[Provided data Boundary: Start]
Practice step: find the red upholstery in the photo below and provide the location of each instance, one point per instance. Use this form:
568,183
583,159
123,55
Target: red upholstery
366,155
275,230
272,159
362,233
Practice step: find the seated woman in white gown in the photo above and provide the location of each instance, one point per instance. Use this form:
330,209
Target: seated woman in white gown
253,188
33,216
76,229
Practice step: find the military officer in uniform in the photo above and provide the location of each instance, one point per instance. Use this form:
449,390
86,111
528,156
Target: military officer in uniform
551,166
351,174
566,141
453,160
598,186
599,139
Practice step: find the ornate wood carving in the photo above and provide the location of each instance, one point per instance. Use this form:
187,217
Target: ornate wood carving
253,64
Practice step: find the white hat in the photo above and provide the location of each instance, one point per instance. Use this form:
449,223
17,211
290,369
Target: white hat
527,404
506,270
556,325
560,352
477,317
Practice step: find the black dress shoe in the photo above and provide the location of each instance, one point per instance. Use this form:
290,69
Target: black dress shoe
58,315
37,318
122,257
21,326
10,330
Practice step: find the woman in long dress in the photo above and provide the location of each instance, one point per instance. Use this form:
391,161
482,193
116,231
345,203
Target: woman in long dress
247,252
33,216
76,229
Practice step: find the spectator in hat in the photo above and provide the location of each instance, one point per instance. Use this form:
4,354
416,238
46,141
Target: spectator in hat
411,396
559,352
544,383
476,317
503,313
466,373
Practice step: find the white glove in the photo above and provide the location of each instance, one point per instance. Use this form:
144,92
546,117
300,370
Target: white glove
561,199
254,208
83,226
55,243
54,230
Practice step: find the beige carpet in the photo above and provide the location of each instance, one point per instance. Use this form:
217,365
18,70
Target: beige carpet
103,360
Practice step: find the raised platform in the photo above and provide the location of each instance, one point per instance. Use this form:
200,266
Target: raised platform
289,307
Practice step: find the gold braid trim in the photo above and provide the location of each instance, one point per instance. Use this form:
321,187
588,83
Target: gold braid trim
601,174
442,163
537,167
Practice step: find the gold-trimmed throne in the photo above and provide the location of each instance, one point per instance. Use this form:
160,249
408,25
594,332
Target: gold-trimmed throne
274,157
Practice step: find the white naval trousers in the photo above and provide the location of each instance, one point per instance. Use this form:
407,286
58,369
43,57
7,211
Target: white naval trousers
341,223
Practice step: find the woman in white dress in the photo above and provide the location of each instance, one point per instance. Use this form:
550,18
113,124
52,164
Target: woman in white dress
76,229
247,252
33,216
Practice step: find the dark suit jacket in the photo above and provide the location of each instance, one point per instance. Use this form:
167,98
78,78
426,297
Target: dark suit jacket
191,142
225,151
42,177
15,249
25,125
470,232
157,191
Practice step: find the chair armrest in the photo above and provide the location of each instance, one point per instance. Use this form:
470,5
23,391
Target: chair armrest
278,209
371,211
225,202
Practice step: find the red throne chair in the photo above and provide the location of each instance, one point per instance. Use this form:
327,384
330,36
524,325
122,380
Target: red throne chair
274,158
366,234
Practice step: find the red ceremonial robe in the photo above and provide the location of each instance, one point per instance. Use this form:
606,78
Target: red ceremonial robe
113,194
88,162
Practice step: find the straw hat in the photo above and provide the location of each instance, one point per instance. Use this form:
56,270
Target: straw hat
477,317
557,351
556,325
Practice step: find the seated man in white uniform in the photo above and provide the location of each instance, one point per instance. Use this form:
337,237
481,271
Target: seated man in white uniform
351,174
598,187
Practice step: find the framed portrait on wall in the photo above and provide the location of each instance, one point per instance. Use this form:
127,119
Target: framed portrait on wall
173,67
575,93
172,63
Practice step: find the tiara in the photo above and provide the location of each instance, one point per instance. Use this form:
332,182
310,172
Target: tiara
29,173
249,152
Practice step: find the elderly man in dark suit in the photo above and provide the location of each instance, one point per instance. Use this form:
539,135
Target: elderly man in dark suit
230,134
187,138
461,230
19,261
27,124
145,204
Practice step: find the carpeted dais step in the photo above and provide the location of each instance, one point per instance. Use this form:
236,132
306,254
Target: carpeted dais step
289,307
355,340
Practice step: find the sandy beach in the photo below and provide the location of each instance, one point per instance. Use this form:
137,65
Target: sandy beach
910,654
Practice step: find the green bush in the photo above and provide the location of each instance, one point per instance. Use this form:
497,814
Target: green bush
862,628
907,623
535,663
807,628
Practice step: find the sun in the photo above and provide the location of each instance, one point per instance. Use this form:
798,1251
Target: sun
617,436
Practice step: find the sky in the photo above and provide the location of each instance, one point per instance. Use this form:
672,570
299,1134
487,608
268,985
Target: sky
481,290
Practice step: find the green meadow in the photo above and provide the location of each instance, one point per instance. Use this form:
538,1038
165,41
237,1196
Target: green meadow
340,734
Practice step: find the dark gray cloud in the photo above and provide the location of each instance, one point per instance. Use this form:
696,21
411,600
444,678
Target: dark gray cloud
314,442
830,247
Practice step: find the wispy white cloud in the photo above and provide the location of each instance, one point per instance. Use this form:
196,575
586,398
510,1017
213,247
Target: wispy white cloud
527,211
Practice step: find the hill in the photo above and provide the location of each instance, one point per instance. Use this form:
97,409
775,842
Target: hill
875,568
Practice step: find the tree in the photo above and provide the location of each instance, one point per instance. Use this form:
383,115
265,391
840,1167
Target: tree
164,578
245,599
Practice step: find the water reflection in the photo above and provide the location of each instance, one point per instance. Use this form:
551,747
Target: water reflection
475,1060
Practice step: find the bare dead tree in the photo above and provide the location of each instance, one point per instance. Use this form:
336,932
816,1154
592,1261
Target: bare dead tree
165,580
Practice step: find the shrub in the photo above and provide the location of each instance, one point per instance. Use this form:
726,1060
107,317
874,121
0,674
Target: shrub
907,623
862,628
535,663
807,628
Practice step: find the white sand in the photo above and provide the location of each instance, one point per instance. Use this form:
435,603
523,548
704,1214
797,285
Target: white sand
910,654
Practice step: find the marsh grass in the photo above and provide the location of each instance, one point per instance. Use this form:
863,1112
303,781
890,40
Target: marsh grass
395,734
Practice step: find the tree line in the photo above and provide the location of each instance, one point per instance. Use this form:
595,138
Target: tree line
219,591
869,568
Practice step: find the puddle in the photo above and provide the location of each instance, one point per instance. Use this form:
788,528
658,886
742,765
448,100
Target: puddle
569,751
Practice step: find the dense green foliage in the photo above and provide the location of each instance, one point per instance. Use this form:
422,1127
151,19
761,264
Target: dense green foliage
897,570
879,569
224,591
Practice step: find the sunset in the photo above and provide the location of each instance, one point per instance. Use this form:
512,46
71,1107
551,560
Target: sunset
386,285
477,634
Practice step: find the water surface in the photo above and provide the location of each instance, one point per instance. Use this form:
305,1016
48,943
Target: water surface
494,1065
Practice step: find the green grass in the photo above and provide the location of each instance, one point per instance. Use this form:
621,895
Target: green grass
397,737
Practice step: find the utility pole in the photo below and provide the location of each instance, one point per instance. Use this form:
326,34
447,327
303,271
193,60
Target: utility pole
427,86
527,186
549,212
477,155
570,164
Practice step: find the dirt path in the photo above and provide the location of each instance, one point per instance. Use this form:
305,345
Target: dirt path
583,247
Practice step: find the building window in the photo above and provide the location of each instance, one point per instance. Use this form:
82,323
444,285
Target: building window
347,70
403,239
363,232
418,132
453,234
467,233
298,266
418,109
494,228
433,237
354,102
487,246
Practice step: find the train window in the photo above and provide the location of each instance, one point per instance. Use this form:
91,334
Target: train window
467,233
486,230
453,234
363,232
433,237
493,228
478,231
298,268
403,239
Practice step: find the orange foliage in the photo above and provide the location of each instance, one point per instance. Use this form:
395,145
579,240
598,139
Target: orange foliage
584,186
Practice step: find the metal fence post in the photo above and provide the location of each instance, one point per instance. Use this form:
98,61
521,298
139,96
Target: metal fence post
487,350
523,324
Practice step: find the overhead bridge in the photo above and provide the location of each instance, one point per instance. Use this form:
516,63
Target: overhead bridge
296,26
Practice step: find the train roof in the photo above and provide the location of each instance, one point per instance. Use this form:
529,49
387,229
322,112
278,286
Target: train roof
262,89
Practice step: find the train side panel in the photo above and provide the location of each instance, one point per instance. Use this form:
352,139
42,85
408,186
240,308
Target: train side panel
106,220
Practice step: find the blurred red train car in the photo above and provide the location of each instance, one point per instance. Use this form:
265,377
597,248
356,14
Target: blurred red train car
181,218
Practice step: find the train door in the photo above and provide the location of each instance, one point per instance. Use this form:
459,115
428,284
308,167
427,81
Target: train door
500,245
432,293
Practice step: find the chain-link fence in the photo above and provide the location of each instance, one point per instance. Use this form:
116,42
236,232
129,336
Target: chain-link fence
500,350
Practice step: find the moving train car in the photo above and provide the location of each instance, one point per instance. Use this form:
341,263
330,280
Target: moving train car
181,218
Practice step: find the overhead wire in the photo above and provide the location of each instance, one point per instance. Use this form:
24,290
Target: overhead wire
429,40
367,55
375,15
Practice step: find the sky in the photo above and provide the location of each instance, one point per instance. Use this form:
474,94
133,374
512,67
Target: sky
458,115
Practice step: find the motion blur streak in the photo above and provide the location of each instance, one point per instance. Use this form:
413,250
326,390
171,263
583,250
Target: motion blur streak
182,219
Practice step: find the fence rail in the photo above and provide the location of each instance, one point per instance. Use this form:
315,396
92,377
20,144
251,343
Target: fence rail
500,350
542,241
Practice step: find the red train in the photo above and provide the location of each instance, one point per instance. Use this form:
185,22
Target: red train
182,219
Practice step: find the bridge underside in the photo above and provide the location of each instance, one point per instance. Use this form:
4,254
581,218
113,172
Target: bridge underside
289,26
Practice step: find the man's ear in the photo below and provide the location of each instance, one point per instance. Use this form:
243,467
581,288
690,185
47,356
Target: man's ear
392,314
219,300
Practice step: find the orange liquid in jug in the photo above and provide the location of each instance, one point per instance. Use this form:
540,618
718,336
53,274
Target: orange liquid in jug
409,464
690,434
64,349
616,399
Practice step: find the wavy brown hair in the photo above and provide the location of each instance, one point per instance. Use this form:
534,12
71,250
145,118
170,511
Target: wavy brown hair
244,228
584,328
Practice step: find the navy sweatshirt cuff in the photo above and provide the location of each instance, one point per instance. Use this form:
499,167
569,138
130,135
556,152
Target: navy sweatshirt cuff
[Provided data Boundary: End]
Exercise directions — Go through the lines above and copy any that contain "cuff".

Exercise result —
Practice step: find the navy sweatshirt cuff in the photo above and provide the location of each instance, one point per instance. Use this form:
Target: navy sweatshirt cuff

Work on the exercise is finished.